**Por hacer**
Copia textualmente el tramo del pasaje extraído que figura más abajo, empezando por "Las buscas del" y continuando hasta "del siglo XIX.".

**Pasaje extraído**
La necromancia ha sido, siempre, uno de los impulsos primeros de toda literatura: se escribe para convocar a los muertos, a seres queridos que ya no nos quieren, a lugares donde alguna vez se fue feliz, sobre todo a ese muerto al mismo tiempo próximo e inasible que fue el autor en su juventud.
Las buscas del tiempo perdido que me interesan no ignoran necesariamente la proustiana, pero su objeto de deseo se encarna en la ciudad perdida. Joyce reinventó Dublín desde Trieste, una Dublín mitologizada en parodia homérica a partir de algunos nombres propios, de una topografía de la que había necesitado distanciarse para convertirse en europeo. En Berlín, en París, en Estados Unidos, Nabokov fue recuperando un San Petersburgo del que no podía sospechar que sólo durante algunas décadas iba a llamarse Leningrado. Cavafis, a partir de su erudición, convocó fantasmas helénicos y bizantinos de Alejandría en los intersticios de una ciudad amnésica, colonizada por las potencias mercantiles del siglo XIX.
Es ésta una necromancia que Guillermo Cabrera Infante practicó concienzudamente. A menudo citaba a Joyce: "Es peligroso dejar el país de uno, pero más peligroso aún es volver a él, porque entonces tus compatriotas, si pueden, te clavarán un cuchillo en el corazón"; en Mea Cuba reiteró la frase, suplantando "corazón" por "espalda". Sabía que no iba a vivir para volver a ver La Habana: aun si el régimen, ablandado, decrépito, lo hubiese invitado en un gesto de complaciente, interesado olvido, él no iba a encontrar el escenario de sus trasnochadas juveniles, menos aún la credulidad con que había dirigido Lunes de Revolución durante el breve período anterior a la imposición de una cultura dirigida según el modelo soviético.

**Datos almacenados**
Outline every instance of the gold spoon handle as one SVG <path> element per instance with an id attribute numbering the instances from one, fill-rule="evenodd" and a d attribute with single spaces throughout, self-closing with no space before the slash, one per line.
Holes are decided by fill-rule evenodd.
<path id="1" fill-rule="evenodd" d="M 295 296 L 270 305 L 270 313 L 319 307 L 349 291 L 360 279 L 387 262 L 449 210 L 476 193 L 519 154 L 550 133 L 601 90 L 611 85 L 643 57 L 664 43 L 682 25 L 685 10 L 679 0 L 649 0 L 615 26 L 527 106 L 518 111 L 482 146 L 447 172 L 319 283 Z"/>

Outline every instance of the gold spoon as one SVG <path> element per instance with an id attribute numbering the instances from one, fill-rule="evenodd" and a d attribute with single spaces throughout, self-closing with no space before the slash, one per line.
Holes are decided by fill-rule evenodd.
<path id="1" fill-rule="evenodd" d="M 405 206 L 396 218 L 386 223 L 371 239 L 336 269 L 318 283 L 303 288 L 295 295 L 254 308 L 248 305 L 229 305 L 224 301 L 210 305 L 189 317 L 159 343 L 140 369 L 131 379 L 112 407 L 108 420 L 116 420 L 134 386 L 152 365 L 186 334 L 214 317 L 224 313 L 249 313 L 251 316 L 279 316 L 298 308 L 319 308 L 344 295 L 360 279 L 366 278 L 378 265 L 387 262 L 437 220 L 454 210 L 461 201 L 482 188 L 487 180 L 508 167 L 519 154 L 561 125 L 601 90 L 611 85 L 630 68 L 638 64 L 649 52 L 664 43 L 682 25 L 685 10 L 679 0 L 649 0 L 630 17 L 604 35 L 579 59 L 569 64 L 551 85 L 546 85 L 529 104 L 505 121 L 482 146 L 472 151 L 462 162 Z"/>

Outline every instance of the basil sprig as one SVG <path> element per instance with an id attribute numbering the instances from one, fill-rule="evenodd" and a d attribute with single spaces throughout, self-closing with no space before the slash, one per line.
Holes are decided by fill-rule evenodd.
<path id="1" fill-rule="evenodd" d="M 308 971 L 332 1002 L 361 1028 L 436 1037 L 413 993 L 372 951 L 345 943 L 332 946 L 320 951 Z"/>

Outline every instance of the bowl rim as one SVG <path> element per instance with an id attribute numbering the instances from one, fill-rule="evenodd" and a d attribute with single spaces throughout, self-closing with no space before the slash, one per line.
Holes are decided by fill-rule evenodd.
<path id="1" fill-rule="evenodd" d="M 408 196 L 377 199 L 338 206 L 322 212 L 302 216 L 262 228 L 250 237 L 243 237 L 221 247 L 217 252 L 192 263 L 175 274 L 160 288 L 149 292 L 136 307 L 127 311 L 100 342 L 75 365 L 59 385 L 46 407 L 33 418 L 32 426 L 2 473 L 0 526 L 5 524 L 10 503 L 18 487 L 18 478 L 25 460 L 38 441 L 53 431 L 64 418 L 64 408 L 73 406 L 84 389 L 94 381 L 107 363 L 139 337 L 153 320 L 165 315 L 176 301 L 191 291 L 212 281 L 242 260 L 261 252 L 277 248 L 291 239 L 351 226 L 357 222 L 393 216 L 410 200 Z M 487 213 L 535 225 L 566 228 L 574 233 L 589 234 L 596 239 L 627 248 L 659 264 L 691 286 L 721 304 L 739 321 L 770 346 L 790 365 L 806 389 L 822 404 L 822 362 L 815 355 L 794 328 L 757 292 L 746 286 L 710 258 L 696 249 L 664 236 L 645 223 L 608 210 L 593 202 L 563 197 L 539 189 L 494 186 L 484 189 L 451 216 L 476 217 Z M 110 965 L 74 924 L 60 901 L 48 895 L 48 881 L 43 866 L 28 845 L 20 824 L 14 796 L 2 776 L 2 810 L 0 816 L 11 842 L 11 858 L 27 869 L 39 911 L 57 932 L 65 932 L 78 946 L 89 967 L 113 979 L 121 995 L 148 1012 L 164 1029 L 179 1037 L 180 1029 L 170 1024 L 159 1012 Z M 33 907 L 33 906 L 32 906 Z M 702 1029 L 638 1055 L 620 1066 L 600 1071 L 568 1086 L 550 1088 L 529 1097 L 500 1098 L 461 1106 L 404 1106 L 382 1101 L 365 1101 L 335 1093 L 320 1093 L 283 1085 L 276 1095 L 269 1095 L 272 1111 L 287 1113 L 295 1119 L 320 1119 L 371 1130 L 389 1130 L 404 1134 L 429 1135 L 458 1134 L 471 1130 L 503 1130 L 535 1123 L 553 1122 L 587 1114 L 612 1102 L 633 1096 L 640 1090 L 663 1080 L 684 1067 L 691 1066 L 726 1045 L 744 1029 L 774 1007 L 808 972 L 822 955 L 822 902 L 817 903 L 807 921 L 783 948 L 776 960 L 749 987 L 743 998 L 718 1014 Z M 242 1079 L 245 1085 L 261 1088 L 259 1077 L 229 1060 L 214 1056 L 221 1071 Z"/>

**Resultado del ejercicio**
Las buscas del tiempo perdido que me interesan no ignoran necesariamente la proustiana, pero su objeto de deseo se encarna en la ciudad perdida. Joyce reinventó Dublín desde Trieste, una Dublín mitologizada en parodia homérica a partir de algunos nombres propios, de una topografía de la que había necesitado distanciarse para convertirse en europeo. En Berlín, en París, en Estados Unidos, Nabokov fue recuperando un San Petersburgo del que no podía sospechar que sólo durante algunas décadas iba a llamarse Leningrado. Cavafis, a partir de su erudición, convocó fantasmas helénicos y bizantinos de Alejandría en los intersticios de una ciudad amnésica, colonizada por las potencias mercantiles del siglo XIX.